* _DOCUMENT EXTRACT_:

In one or more embodiments, the number of access zones (302, 304), an identifier of all NAS nodes of each access zone, and identifiers of each of the network interfaces of each NAS node are stored in the elastic search database (136, FIG. 1) discussed above. This information may be discovered in accordance with FIG. 4A.



FIGS. 4A-4B show flowcharts in accordance with one or more embodiments of the invention. While the various steps in the flowcharts are presented and described sequentially, one of ordinary skill in the relevant art will appreciate that some or all of the steps may be executed in different orders, may be combined or omitted, and some or all steps may be executed in parallel. In one embodiment of the invention, the steps shown in FIGS. 4A-4B may be performed in parallel with any other steps shown in FIGS. 4A-4B without departing from the scope of the invention.



FIG. 4A shows a flowchart for performing an interface discovery in accordance with one or more embodiments of the invention. The method shown in FIG. 4A may be performed by, for example, a backup manager (118, FIG. 1). Other components of the system illustrated in FIG. 1 may perform the method of FIG. 4A without departing from the invention.


Turning to FIG. 4A, in step 400, a new NAS system installed to the system is detected. In one or more embodiments, the NAS system is installed by an administrator of the NAS system.


In step 402, a network analysis is performed to detect one or more access zones associated with the new NAS system. In one or more embodiments, the access zones are detected by analyzing the network interfaces associated with each NAS node in the NAS system and grouping the NAS nodes based on the similarity of the communication channels provided by the network interfaces. In one or more embodiments, the access zones may be specified in a data structure of the NAS system that provides metadata associated with the access zones of the NAS system.


In step 404, the NAS nodes associated with each access zone are identified. In one or more embodiments, the NAS nodes are identified based on the connection via the network interfaces. A parsing of each network interface may be performed to determine the connected NAS nodes. The connected NAS nodes may be identified for each access zone.


In step 406, the management interfaces and data interfaces associated with the NAS nodes are identified. In one or more embodiments, the management interfaces are identified by performing a bandwidth measurement on the network interfaces to determine whether the network interfaces exceed a predetermined threshold. Each network interface that is below the threshold may be identified as a management interface; the network interfaces that meet or exceed the threshold may be identified as a data interface.


In another embodiment, the management interfaces are identified based on whether the network interface provides a communication channel to a management server. In one or more embodiments, a management server is a type of NAS node that includes capability for managing the operations of storage nodes in the NAS system. The storage nodes may be another type of NAS node that stores data associated with NAS assets. The network interfaces that provide a connection to the management servers may be identified as management interfaces.


In step 408, the identified access zones and corresponding interface information are stored in an elastic search database. In one or more embodiments, the corresponding interface information includes the identified management interfaces and the identified data interfaces. The interface information may further include the access zones and the corresponding NAS nodes of each access zone.

Entries from a dataset:
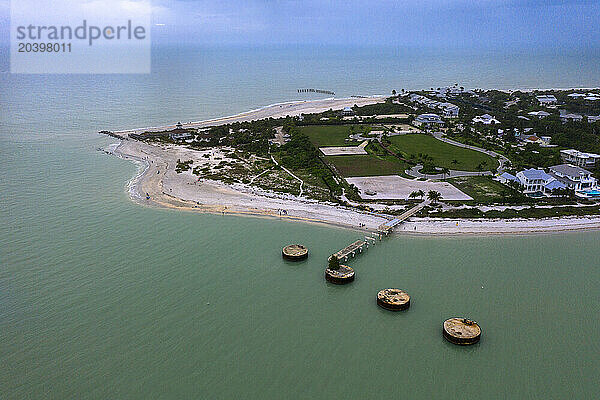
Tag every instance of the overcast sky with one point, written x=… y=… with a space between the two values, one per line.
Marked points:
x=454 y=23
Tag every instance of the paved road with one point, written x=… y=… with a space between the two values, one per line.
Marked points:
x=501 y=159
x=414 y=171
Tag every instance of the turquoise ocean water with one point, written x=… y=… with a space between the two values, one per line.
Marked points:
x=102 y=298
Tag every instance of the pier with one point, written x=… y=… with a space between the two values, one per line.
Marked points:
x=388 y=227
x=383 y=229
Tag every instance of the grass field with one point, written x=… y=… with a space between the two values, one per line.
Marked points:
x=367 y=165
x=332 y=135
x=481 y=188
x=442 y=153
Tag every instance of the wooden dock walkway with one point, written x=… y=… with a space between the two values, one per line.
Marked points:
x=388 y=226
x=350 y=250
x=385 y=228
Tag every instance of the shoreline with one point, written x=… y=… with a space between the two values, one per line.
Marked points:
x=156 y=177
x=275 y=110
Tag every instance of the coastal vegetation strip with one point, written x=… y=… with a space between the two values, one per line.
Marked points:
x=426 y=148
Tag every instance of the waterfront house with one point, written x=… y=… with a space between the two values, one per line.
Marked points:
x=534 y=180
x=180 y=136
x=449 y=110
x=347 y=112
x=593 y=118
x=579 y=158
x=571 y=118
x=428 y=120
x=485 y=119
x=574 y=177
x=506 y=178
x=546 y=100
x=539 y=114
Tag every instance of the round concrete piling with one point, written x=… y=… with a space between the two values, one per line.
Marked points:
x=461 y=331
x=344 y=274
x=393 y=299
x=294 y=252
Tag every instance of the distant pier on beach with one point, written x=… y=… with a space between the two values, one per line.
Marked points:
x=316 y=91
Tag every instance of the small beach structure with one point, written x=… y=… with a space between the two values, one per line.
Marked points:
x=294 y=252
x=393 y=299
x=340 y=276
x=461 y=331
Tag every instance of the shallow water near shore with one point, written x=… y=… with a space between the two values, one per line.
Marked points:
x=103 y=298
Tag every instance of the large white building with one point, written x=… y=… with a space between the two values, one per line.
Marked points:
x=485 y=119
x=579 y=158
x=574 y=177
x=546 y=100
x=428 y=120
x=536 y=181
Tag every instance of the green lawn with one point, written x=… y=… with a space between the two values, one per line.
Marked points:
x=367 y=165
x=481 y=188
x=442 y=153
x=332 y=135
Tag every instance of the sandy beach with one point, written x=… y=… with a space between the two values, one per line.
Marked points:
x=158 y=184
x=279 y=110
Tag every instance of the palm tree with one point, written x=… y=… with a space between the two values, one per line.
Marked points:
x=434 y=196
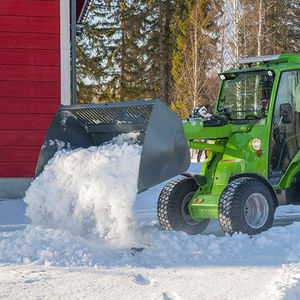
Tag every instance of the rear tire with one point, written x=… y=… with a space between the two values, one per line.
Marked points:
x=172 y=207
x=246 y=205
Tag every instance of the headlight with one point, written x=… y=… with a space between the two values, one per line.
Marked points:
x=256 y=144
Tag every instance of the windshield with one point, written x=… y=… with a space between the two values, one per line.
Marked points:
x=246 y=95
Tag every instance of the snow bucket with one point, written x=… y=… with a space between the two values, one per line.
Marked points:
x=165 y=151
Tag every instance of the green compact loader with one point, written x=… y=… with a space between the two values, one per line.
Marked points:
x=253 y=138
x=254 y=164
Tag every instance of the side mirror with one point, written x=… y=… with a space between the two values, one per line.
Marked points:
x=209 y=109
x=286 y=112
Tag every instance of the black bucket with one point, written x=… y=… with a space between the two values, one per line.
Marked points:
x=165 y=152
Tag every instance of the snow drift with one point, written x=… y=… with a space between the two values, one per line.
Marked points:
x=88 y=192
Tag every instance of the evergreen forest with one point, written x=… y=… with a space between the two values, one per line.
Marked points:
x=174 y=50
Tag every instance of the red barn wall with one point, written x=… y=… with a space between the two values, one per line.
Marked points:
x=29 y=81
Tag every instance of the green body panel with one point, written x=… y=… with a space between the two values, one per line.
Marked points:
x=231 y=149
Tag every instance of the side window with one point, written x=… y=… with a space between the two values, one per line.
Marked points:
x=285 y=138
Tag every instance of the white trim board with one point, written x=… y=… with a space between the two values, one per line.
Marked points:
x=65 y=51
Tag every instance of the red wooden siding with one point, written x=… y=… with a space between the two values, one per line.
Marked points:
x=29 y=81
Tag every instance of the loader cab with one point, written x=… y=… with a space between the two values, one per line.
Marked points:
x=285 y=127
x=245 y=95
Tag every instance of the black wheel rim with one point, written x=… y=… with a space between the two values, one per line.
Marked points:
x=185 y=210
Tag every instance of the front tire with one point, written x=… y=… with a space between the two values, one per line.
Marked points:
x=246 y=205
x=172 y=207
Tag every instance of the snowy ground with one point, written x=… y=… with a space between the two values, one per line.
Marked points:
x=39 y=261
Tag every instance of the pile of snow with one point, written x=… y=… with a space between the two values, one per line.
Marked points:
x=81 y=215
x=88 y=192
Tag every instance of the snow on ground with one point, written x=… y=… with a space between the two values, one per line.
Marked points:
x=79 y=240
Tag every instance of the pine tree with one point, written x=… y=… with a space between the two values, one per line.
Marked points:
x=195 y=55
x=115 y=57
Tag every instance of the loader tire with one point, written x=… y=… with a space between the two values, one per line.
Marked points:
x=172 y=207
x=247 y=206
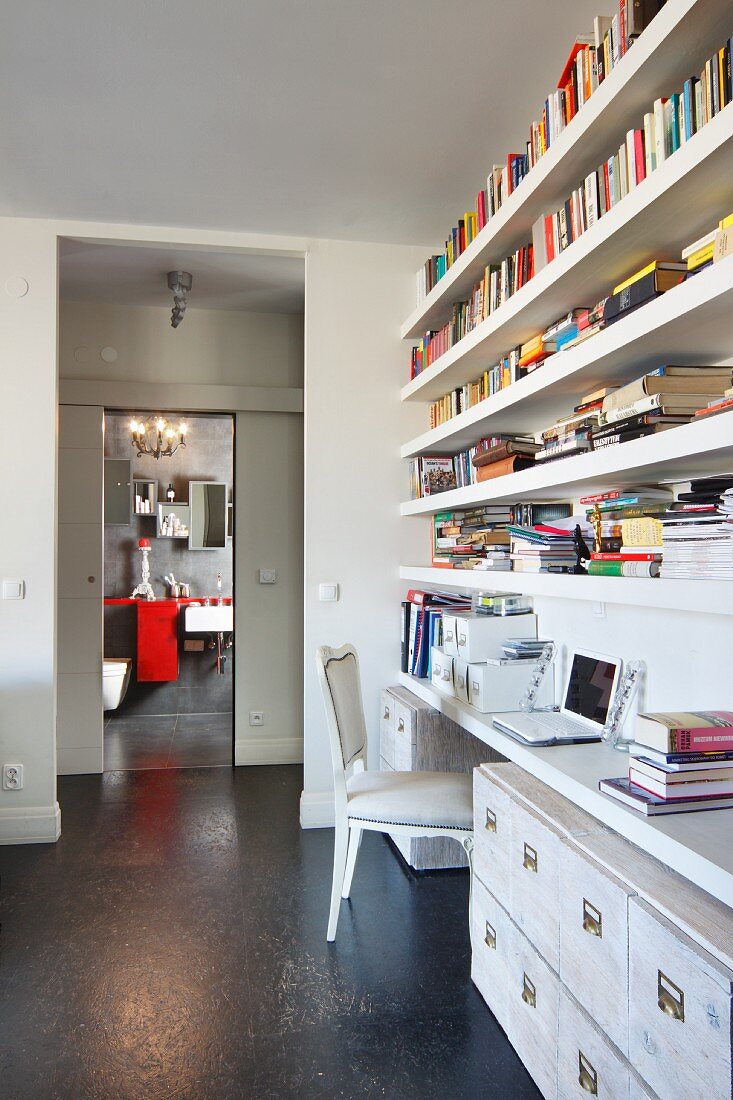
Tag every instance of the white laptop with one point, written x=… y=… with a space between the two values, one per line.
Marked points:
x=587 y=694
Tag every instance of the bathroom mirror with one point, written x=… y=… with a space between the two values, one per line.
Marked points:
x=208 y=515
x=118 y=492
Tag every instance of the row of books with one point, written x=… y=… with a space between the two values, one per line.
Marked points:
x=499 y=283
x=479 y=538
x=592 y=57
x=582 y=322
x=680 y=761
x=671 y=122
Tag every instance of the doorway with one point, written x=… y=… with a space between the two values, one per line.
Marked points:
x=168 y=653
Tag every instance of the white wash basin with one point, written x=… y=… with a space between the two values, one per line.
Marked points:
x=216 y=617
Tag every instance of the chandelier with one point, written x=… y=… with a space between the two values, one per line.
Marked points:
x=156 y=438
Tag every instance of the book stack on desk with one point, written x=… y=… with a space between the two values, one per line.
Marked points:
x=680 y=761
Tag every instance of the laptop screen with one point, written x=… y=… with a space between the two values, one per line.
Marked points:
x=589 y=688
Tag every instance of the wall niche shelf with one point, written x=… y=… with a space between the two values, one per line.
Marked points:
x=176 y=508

* _OBJECTIVES_:
[1] Summarize the NAS interface discovery excerpt in two sentences.
[2] Print the part of the NAS interface discovery excerpt that opens with the words containing "In step 402, a" and closes with "zones of the NAS system.".
The entries are separate from the NAS interface discovery excerpt.

* _EXPECTED OUTPUTS_:
[1] The excerpt describes a method, which a backup manager may perform, for discovering the interfaces of a newly detected NAS system. Network analysis detects its access zones, the NAS nodes of each zone are identified, management and data interfaces are distinguished either by a bandwidth threshold or by whether they connect to a management server, and the results are stored in an elastic search database.

[2]
In step 402, a network analysis is performed to detect one or more access zones associated with the new NAS system. In one or more embodiments, the access zones are detected by analyzing the network interfaces associated with each NAS node in the NAS system and grouping the NAS nodes based on the similarity of the communication channels provided by the network interfaces. In one or more embodiments, the access zones may be specified in a data structure of the NAS system that provides metadata associated with the access zones of the NAS system.